◆ GEGEBENER TEXTAUSZUG:
Im Gegensatz dazu sind Methoden für den aktuellen Status deiner Klasse nicht von Bedeutung, da sie selbst keinen eigenen Zustand haben. (Du kannst ihr Verhalten per Parametern oder per Feldern [Klassenvariablen] bestimmen.) Um die Klasse zu serialisieren ist es überhaupt nicht notwendig, die Methoden abzuspeichern - die sind in den .class Dateien ohnehin verfügbar.


----------



## Johns (17. Apr 2009)

vielen dank fuer die antworten , mir ist bekannt das transiente variablen nicht mit gespeichert werden dürfen. 


nur leider gibt es beispielsweise inn

Java.util ->  collection. class ganz unten eine methode die Transient ist ... . 

also wird es doch gemacht,  und mir erschließt sich der Sinn auch nicht -.-

wenn man die klasse in e-clipse anschaut wird der "fehler" angemeckert

gruß
Johns


----------



## maki (17. Apr 2009)

Welche Methode ist das denn?


----------



## tfa (17. Apr 2009)

Welche Methode soll denn das sein? Bei mir (JDK1.6) kann ich nichts dergleichen finden.


----------



## Johns (17. Apr 2009)

◆ AUFGABE 1: Gib den Abschnitt des Textauszugs zwischen "Im Gegensatz dazu" und "gespeichert werden dürfen.", beide eingeschlossen, wortgetreu wieder.
◆ AUFGABE 2: Nenne alle Verfassernamen, die in den Beitragsüberschriften des Textauszugs stehen, jeden nur einmal.

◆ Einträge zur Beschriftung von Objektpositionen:
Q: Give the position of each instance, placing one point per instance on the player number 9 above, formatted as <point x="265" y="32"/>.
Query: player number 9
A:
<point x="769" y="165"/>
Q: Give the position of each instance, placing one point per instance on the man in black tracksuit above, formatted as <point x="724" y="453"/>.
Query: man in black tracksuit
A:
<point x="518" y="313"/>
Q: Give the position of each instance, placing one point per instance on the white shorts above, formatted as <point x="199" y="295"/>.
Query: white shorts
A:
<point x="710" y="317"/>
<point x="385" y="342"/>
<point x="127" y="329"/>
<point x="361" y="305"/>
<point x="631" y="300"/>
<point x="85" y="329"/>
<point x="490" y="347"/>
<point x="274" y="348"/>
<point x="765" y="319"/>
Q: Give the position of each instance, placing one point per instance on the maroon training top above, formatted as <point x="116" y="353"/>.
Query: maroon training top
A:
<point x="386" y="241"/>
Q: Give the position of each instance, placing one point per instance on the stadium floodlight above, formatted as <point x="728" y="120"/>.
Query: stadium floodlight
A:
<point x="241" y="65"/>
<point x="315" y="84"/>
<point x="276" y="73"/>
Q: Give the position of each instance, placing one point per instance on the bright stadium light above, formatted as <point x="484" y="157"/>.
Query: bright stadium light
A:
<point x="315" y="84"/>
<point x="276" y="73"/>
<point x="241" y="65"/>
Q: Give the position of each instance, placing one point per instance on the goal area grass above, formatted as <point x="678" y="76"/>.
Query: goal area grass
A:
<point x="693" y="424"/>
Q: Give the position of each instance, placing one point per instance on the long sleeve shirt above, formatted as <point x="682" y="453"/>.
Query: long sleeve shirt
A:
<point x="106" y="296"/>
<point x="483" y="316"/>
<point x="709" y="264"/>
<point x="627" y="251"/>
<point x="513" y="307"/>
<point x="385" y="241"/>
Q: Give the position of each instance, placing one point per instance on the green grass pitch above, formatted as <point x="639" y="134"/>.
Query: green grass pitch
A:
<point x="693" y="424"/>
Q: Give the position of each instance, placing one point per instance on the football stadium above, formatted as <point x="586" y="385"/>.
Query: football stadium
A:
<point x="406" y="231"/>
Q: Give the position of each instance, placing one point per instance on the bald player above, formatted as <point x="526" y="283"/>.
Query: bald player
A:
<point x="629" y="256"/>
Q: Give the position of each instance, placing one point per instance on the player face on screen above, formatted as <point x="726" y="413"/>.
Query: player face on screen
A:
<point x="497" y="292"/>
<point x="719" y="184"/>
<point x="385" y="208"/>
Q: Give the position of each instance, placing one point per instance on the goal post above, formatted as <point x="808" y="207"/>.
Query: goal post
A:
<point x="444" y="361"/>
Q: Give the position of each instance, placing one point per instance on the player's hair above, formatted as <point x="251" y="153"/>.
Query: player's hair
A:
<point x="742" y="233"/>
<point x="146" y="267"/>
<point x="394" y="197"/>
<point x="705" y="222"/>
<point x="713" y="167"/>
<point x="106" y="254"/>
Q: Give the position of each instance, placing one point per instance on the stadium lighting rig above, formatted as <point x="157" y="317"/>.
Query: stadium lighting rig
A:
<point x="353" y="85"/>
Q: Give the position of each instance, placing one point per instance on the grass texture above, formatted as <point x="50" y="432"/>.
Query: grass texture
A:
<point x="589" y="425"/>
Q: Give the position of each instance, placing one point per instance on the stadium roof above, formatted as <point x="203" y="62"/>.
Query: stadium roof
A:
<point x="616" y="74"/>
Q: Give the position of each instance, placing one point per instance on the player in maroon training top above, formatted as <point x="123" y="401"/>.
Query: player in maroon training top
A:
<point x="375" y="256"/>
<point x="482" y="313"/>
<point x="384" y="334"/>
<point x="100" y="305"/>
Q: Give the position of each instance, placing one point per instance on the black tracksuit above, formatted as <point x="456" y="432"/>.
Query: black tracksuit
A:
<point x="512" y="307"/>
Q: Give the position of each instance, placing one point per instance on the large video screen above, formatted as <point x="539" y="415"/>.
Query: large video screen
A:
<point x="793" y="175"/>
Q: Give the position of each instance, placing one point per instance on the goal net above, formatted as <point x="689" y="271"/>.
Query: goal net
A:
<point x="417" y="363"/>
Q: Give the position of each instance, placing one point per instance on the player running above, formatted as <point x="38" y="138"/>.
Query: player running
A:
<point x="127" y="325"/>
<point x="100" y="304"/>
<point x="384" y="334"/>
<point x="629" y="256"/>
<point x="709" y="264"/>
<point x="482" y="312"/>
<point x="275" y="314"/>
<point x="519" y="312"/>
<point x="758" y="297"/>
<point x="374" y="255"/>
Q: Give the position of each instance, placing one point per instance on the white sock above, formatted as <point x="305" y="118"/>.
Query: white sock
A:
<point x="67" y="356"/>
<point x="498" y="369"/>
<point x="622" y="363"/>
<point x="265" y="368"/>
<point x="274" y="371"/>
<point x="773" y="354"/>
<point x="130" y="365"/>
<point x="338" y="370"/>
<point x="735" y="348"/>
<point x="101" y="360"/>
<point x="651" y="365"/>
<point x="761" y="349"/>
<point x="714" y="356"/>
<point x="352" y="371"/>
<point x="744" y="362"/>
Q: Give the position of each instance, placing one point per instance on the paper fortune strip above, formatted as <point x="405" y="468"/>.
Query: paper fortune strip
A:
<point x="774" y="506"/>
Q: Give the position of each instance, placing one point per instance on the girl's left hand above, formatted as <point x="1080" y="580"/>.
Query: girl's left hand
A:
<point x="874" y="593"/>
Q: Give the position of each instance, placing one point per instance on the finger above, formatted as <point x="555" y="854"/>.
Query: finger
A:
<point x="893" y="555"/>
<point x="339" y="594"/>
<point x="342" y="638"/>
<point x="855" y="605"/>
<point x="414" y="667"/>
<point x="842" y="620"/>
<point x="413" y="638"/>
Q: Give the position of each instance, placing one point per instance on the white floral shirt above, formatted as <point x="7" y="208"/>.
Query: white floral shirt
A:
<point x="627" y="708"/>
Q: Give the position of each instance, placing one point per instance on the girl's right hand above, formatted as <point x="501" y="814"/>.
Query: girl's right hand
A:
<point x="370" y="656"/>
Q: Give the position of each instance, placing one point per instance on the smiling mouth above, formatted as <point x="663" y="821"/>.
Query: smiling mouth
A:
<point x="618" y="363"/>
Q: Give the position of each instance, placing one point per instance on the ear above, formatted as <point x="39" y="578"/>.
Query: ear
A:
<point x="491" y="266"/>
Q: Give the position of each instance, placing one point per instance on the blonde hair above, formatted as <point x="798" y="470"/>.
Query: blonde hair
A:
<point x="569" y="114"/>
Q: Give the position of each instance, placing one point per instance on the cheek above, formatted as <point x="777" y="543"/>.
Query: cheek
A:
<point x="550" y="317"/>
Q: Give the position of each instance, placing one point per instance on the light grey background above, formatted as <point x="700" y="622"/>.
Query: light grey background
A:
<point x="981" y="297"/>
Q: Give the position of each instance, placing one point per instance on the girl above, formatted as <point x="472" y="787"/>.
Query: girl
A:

◆ ENDERGEBNIS 1:
Im Gegensatz dazu sind Methoden für den aktuellen Status deiner Klasse nicht von Bedeutung, da sie selbst keinen eigenen Zustand haben. (Du kannst ihr Verhalten per Parametern oder per Feldern [Klassenvariablen] bestimmen.) Um die Klasse zu serialisieren ist es überhaupt nicht notwendig, die Methoden abzuspeichern - die sind in den .class Dateien ohnehin verfügbar.


----------



## Johns (17. Apr 2009)

vielen dank fuer die antworten , mir ist bekannt das transiente variablen nicht mit gespeichert werden dürfen.

◆ ENDERGEBNIS 2: Johns, maki, tfa